● **Directive**
Using the entries below, output exactly the line containing "Could you locate the stroller" and all lines that follow it to the end.

● **Stored records**
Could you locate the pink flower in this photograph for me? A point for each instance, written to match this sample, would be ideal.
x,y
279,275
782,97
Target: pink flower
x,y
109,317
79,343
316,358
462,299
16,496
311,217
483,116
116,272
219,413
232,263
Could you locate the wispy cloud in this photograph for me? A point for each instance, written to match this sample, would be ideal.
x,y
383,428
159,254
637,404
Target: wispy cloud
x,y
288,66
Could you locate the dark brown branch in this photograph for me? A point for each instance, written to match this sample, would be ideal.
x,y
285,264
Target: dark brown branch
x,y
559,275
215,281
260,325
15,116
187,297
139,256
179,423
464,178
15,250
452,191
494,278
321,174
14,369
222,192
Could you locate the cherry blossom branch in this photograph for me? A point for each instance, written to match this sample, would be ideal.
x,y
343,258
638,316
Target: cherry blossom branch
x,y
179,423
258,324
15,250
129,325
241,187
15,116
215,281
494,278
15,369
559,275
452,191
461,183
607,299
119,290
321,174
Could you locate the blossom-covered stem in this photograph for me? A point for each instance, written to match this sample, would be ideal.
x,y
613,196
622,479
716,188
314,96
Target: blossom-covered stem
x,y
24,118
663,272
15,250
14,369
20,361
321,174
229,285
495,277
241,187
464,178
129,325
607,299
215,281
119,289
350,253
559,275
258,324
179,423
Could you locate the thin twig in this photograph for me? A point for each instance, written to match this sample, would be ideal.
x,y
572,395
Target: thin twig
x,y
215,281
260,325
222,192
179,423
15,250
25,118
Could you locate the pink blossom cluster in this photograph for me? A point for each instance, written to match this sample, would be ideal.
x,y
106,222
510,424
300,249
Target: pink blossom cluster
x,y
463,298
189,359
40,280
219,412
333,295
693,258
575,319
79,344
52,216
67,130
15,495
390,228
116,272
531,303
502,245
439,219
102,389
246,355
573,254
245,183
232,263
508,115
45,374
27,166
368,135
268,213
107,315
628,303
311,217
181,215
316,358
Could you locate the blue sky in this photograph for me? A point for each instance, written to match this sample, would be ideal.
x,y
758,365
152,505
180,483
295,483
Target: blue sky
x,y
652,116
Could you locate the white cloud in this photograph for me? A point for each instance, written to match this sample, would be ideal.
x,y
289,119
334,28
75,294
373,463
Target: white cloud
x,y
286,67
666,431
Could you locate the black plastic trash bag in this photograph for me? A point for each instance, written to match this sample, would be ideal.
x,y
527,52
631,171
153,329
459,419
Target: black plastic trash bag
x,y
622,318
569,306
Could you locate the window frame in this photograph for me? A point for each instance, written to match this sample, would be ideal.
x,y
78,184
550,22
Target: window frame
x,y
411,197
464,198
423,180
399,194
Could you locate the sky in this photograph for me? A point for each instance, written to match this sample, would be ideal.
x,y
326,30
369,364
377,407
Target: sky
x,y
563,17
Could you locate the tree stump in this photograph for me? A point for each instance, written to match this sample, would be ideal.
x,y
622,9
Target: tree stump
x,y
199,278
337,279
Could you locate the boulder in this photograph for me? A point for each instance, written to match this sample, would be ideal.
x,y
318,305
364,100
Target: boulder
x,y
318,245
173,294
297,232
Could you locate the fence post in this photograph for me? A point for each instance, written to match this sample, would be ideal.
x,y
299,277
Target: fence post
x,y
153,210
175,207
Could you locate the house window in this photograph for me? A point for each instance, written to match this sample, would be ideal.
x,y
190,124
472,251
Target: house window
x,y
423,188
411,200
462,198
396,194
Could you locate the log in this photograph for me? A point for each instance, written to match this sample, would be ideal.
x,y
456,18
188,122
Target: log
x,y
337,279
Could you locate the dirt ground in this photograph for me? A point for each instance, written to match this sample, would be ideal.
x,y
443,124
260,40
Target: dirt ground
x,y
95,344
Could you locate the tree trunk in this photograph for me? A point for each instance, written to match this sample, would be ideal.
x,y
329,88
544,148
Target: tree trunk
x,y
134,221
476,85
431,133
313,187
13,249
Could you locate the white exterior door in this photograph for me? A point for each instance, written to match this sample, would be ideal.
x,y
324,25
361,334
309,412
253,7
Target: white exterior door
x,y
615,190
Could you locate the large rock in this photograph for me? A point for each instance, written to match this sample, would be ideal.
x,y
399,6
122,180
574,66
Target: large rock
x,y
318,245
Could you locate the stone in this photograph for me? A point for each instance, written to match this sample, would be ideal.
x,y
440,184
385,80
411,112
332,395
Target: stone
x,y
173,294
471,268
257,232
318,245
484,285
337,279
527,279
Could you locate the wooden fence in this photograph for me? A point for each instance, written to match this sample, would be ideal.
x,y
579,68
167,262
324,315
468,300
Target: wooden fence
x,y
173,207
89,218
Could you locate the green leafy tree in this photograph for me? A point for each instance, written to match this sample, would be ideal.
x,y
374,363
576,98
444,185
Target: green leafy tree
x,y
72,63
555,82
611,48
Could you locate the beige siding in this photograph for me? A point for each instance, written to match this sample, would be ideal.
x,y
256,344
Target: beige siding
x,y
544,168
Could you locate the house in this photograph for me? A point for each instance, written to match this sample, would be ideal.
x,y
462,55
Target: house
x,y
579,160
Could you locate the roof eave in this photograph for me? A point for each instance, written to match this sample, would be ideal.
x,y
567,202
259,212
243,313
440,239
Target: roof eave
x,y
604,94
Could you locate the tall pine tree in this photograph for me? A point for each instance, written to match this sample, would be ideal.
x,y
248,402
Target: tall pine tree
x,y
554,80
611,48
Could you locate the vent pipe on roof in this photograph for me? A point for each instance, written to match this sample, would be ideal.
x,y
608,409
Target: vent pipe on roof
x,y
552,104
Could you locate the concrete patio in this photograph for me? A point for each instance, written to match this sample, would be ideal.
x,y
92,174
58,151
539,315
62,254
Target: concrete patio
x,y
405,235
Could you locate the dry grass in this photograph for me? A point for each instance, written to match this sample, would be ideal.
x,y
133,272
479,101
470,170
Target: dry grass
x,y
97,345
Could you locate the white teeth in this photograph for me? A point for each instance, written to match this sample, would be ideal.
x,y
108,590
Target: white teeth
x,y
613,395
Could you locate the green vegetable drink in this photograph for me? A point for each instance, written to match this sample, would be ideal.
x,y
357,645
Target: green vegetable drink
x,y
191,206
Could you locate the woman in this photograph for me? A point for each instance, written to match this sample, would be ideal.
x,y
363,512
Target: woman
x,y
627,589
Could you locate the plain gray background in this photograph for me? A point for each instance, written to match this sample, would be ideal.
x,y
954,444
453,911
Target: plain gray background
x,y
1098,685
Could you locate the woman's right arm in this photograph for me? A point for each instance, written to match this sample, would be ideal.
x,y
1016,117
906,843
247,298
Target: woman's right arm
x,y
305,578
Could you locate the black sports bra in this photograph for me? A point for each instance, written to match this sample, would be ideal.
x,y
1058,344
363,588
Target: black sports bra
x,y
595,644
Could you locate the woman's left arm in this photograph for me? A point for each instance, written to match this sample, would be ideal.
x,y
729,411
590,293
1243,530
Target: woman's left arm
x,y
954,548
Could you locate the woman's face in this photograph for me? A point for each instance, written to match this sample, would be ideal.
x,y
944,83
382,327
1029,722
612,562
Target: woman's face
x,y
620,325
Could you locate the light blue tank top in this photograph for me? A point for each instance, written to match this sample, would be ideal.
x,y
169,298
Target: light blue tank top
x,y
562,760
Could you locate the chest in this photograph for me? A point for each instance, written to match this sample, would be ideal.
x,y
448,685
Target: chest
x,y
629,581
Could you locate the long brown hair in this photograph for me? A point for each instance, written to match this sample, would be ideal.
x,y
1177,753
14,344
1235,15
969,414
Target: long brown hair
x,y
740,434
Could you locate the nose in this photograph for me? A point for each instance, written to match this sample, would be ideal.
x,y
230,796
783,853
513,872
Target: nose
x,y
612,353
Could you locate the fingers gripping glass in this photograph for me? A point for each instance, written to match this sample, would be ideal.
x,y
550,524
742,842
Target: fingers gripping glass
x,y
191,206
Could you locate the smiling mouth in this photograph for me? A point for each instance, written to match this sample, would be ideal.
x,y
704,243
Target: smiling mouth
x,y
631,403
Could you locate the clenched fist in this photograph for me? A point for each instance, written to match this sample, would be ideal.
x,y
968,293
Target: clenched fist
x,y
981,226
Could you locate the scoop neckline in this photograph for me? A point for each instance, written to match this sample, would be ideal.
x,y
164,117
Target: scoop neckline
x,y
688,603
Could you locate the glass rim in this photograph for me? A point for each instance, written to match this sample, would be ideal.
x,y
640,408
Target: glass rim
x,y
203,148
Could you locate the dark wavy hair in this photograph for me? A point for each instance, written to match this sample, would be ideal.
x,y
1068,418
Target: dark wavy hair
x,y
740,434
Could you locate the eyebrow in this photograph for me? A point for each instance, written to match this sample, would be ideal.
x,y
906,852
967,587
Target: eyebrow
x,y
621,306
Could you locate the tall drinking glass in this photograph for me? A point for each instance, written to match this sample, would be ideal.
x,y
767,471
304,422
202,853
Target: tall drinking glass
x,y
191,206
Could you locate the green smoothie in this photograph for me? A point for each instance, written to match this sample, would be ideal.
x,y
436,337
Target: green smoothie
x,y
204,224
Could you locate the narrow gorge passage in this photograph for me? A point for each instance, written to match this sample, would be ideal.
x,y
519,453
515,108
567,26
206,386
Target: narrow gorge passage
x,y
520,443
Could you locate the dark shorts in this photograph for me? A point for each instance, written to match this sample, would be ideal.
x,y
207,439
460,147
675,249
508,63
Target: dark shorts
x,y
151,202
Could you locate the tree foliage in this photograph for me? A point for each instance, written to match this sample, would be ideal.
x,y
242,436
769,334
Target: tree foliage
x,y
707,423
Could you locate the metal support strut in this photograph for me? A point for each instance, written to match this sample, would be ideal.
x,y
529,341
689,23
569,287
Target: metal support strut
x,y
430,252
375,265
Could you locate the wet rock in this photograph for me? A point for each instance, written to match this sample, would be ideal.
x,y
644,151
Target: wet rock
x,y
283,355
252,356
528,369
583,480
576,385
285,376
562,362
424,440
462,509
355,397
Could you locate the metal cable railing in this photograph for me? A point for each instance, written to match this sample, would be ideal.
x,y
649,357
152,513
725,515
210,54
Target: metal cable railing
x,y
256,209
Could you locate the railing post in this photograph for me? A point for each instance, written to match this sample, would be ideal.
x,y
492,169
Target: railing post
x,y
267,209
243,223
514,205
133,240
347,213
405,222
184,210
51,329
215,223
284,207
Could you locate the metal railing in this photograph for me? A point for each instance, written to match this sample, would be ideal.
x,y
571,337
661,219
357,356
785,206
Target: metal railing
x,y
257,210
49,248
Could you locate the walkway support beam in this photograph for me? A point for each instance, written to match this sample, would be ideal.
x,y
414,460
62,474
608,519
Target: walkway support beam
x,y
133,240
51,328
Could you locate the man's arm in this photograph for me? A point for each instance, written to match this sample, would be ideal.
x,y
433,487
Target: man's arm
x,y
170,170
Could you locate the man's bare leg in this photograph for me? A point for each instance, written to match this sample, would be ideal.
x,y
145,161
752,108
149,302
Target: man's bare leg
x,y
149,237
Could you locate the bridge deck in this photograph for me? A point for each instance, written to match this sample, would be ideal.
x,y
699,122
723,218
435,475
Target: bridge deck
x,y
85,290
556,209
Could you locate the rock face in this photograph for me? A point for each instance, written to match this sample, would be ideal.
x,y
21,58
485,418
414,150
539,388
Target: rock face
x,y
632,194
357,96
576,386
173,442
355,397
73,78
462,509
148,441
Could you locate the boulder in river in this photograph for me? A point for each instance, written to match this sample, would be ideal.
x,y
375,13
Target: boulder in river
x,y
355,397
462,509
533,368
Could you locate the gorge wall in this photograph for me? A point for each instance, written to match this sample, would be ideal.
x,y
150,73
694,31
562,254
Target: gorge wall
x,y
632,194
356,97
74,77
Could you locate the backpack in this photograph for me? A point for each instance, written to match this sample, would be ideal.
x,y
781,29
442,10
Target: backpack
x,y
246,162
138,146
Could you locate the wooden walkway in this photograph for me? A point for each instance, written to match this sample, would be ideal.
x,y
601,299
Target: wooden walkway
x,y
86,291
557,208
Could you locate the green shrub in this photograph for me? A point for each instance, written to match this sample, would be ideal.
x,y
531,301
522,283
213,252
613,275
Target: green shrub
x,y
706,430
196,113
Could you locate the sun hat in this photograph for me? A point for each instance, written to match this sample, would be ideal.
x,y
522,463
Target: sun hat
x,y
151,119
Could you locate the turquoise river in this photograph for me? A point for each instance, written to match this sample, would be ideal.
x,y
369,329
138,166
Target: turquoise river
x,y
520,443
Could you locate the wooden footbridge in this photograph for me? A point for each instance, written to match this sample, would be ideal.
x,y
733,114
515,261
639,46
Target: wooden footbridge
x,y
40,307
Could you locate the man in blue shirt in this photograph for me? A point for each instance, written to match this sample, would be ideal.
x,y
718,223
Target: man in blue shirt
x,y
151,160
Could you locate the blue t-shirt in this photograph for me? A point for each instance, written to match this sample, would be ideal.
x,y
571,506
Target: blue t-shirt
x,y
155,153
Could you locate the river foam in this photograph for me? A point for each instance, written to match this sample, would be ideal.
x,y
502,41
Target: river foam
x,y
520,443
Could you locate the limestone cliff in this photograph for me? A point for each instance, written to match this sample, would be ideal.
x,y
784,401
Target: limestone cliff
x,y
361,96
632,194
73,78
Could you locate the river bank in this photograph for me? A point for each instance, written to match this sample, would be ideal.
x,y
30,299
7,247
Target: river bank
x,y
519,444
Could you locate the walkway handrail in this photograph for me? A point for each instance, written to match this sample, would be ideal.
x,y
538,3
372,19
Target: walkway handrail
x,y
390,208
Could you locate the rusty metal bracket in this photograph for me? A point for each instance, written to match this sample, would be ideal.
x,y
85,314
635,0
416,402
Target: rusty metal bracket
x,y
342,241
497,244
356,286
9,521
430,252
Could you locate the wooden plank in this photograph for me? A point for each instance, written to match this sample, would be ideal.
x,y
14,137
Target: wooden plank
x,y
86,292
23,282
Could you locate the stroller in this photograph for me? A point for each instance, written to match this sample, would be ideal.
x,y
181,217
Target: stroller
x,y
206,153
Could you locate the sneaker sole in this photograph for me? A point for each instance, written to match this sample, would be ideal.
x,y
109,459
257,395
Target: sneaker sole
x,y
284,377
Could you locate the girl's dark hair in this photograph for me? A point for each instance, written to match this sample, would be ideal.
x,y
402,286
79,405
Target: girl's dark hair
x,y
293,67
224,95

● **Written solution**
Could you locate the stroller in this photograph for me? A point for each instance, written to match this sample, would be ideal.
x,y
181,217
Target: stroller
x,y
206,153
Could you locate the sneaker sole in this photograph for me? A point for each instance, written to match this sample, would be ideal.
x,y
109,459
257,395
Target: sneaker sole
x,y
284,377
Could you locate the girl's dark hair in this photograph for me? A point for each instance, written to match this sample, would be ideal.
x,y
402,286
79,405
Target: girl's dark hair
x,y
293,67
224,95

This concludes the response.